*Description of the task:*
Return each line of the material verbatim.

*Material for the task:*
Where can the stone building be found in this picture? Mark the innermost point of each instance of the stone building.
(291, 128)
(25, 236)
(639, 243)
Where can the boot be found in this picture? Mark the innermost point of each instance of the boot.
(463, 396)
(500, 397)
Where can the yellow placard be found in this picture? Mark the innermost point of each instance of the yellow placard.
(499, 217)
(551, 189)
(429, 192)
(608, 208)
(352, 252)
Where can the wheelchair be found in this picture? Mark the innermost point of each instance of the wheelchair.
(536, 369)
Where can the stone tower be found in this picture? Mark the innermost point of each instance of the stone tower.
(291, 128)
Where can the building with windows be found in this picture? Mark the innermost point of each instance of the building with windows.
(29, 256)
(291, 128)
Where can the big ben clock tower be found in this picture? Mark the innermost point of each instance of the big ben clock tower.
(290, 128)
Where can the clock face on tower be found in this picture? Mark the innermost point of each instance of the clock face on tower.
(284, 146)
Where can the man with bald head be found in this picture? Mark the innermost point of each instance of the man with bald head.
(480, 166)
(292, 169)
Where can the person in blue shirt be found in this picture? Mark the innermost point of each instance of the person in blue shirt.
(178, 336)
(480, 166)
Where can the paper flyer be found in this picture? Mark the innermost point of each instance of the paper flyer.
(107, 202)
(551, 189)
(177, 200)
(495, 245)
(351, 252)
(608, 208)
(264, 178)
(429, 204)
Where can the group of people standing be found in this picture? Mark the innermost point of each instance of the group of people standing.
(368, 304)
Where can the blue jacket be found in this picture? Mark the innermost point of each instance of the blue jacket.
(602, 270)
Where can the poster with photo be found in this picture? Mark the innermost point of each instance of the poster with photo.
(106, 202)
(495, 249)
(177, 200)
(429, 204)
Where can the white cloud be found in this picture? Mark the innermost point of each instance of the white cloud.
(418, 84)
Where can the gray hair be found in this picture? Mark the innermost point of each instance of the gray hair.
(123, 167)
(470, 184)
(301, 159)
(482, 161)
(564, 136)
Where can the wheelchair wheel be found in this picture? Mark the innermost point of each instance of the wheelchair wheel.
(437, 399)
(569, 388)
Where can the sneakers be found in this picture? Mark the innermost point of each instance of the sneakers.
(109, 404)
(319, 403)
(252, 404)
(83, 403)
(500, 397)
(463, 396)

*Finished answer:*
Where can the stone building be found in this picture? Mark the innermost point of each instance of the stone building.
(291, 128)
(25, 236)
(639, 243)
Where can the boot be found in this picture? Mark the innermost point of each instance of the boot.
(463, 396)
(500, 397)
Where can the yellow placard be found in this picture? Mark the innermost point of each instance of the yellow placard.
(499, 217)
(551, 189)
(429, 192)
(608, 208)
(352, 252)
Where can the wheelchair be found in this picture? Mark the innermost point of each instance of the wheelchair.
(536, 369)
Where can the stone tower be found in this picture? Mark the innermost point of each instance of the stone tower.
(291, 128)
Where can the building with windows be found in this picture? Mark the innermost point of each instance of the building with windows.
(29, 256)
(291, 128)
Where can the big ben clock tower be found in this picture? Mark the innermost point of each instance of the big ben clock tower.
(290, 128)
Where can the clock face on tower be found in this picture? Mark the innermost point of each instance of the clock face on tower.
(284, 146)
Where can the man with bald head be found in this picture? Mark the innermost point of each instance of the man with bald head.
(480, 166)
(292, 169)
Where can the person in blue shirt be found in this picture? Mark the innermost point of each instance of the person in blue shirt.
(178, 336)
(480, 166)
Where can the paper flyer be found in this picture? Mark the innermost point of each instance of the paper flyer.
(107, 202)
(551, 189)
(177, 200)
(495, 245)
(351, 252)
(608, 208)
(264, 178)
(429, 204)
Where can the group of people standing be found in this picture? Mark the innermost point of each instance of the group of people standing.
(368, 304)
Where can the blue jacket be found in this picture? Mark the innermost point of each instance of the blue jacket.
(602, 270)
Where can the poster with photo be found in this picture? Mark the innermost point of each instance of the poster with photo.
(106, 202)
(495, 249)
(177, 200)
(429, 204)
Where can the white cloud be found in this picture? Mark the innermost point of each instance of the white cloud.
(418, 84)
Where can the gray hair be found in this picture? Mark the innermost point of each instance of the gray hair.
(123, 167)
(470, 184)
(301, 159)
(482, 161)
(564, 136)
Where can the wheelchair wheel be found in this picture? Mark the innermost point of each instance of the wheelchair wheel.
(437, 399)
(569, 388)
Where can the sneakers be found in this picture? Mark the innermost point of each instance of the sneakers.
(109, 404)
(319, 403)
(252, 404)
(83, 403)
(500, 397)
(463, 396)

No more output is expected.